● Problem to solve: Print the line that contains "the white helmet in the photo above." and every line after it through the last line of the records below, exactly as written and nothing else.

--- BEGIN Information provided ---

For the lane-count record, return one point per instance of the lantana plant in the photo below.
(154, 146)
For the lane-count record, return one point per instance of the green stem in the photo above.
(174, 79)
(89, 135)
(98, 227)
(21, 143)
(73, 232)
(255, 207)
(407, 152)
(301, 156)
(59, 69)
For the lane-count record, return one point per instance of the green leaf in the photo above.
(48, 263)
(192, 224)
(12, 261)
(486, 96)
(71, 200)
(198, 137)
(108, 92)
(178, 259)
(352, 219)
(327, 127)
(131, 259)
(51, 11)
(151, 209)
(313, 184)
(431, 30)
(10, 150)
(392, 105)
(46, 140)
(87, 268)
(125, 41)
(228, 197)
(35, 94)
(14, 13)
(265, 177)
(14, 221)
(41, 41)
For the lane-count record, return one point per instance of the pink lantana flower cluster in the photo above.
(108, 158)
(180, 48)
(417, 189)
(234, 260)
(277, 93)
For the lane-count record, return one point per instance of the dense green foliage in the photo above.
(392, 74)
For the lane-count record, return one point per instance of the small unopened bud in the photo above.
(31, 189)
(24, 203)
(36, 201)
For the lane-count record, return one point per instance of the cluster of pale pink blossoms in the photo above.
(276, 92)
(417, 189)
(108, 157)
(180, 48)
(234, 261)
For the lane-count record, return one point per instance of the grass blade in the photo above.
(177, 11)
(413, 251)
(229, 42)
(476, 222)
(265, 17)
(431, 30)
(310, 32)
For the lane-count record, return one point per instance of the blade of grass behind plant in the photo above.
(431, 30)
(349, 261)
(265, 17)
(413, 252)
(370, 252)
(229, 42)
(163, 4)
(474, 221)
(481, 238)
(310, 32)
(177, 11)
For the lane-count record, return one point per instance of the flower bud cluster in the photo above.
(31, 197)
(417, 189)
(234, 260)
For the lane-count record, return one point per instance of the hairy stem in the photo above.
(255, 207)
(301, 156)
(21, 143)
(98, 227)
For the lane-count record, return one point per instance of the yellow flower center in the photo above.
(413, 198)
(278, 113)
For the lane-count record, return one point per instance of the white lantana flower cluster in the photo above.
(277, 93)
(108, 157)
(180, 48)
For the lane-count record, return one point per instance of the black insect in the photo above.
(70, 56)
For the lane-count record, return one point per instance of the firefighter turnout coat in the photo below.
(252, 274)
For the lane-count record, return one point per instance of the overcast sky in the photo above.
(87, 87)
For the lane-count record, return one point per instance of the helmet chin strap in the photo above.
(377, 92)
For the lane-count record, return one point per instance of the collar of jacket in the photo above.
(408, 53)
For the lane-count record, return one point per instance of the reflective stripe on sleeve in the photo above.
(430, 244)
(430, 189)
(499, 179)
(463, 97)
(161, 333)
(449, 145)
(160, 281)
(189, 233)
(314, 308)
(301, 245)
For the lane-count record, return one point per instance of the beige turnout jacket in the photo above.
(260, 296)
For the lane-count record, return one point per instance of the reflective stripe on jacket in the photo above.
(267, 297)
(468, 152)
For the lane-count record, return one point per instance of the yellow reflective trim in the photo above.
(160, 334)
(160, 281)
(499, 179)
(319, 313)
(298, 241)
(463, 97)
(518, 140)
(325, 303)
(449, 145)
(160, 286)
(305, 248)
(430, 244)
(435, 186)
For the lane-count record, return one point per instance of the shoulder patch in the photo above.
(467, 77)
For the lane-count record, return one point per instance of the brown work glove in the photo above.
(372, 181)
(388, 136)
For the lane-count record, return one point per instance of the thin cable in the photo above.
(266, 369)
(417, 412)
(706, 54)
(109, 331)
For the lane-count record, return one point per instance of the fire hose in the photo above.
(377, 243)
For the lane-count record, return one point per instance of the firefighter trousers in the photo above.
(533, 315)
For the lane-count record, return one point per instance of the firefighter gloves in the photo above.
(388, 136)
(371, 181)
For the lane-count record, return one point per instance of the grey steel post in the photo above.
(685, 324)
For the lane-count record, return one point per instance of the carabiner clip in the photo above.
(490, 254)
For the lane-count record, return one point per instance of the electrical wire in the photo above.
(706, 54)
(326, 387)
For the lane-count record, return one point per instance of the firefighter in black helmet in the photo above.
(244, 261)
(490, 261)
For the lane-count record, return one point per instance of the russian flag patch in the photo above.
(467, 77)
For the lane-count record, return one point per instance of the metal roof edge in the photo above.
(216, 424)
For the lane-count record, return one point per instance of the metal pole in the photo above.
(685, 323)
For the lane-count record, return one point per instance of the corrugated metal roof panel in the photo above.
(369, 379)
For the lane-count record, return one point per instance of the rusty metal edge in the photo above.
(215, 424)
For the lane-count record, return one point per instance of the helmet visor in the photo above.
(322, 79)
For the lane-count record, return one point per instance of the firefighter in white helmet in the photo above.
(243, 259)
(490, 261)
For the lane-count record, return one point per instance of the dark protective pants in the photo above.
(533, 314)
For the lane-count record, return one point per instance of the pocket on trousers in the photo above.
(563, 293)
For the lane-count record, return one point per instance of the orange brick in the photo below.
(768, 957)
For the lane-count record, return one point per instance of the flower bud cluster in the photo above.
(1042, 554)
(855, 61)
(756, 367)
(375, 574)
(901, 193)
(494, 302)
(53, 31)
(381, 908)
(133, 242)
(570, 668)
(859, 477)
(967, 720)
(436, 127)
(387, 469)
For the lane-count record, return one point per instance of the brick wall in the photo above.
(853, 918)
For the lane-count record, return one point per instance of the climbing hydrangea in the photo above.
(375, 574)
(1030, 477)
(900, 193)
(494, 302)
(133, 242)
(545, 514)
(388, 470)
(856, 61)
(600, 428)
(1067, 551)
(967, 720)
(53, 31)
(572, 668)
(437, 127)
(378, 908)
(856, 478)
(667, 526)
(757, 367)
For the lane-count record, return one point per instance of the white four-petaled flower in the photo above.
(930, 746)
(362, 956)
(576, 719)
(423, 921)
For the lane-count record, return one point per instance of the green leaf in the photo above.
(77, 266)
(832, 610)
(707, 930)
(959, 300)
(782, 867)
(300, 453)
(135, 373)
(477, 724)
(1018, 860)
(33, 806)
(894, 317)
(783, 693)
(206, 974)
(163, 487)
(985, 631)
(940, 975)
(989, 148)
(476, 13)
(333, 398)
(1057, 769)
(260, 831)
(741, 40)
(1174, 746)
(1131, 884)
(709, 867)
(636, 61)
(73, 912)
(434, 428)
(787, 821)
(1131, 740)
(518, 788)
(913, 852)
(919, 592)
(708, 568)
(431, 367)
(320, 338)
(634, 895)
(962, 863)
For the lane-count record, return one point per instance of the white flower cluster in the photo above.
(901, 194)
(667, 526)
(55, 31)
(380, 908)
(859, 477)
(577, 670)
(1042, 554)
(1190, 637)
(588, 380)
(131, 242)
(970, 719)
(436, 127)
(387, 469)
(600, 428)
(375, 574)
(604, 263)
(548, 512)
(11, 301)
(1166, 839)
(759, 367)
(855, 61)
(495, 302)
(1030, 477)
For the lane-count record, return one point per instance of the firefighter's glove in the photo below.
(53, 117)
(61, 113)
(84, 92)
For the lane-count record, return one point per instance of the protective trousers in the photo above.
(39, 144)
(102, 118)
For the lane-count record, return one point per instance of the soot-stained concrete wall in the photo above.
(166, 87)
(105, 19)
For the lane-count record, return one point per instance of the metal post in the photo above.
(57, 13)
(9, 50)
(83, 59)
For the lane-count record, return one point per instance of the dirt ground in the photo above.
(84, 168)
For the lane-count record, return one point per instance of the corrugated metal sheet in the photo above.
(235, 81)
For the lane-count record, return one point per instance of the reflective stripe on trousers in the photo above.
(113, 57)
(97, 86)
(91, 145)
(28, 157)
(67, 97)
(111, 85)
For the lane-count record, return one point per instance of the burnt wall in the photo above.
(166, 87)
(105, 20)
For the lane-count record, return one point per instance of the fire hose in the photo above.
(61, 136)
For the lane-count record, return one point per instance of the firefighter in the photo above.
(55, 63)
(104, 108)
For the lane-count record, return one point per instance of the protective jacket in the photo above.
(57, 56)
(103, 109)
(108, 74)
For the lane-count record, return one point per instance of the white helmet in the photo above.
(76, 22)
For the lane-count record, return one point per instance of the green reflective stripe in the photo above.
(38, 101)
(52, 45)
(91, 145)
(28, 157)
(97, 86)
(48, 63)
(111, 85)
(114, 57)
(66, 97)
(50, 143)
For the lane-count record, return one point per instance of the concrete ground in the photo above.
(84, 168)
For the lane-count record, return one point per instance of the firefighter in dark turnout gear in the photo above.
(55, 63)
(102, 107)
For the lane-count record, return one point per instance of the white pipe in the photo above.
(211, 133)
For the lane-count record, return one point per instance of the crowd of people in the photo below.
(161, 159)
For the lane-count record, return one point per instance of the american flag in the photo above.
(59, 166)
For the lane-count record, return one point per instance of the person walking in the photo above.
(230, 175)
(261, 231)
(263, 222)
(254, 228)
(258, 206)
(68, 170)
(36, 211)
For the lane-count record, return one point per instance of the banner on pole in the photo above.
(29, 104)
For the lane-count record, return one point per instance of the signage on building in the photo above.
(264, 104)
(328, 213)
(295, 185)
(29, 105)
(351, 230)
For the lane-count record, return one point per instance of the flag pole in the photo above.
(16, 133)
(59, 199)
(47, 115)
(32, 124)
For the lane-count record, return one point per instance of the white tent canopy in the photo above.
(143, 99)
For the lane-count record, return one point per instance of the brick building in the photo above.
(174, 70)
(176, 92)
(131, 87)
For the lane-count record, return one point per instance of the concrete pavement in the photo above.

--- END Information provided ---

● Answer for the task:
For the lane-count record, return one point per instance of the white helmet in the photo above.
(76, 22)
For the lane-count record, return one point per instance of the green reflective stripe in the photo above.
(38, 101)
(52, 45)
(91, 145)
(28, 157)
(97, 86)
(48, 63)
(111, 85)
(114, 57)
(66, 97)
(50, 143)
For the lane-count record, return one point per instance of the concrete ground in the photo above.
(84, 168)
For the lane-count record, return one point per instance of the firefighter in dark turnout gear in the photo above.
(55, 63)
(102, 107)
For the lane-count record, return one point per instance of the white pipe in the photo above.
(211, 133)
For the lane-count record, return one point per instance of the crowd of people in the photo below.
(161, 159)
For the lane-count record, return one point per instance of the american flag in the photo above.
(59, 166)
For the lane-count record, return one point per instance of the person walking in the photo above.
(230, 175)
(261, 231)
(263, 222)
(254, 228)
(258, 206)
(68, 170)
(36, 211)
For the lane-count record, return one point per instance of the banner on pole in the photo above.
(29, 104)
For the lane-count record, return one point per instance of the signage on building in the photo above.
(264, 104)
(328, 213)
(295, 185)
(29, 105)
(351, 230)
For the lane-count record, return one point per instance of the flag pole in the photo above.
(16, 133)
(59, 199)
(47, 115)
(32, 124)
For the lane-count record, return one point per instance of the white tent canopy in the photo above.
(143, 99)
For the lane-count record, return one point per instance of the brick building in the photo above.
(174, 70)
(176, 92)
(131, 87)
For the lane-count record, return one point per instance of the concrete pavement in the photo above.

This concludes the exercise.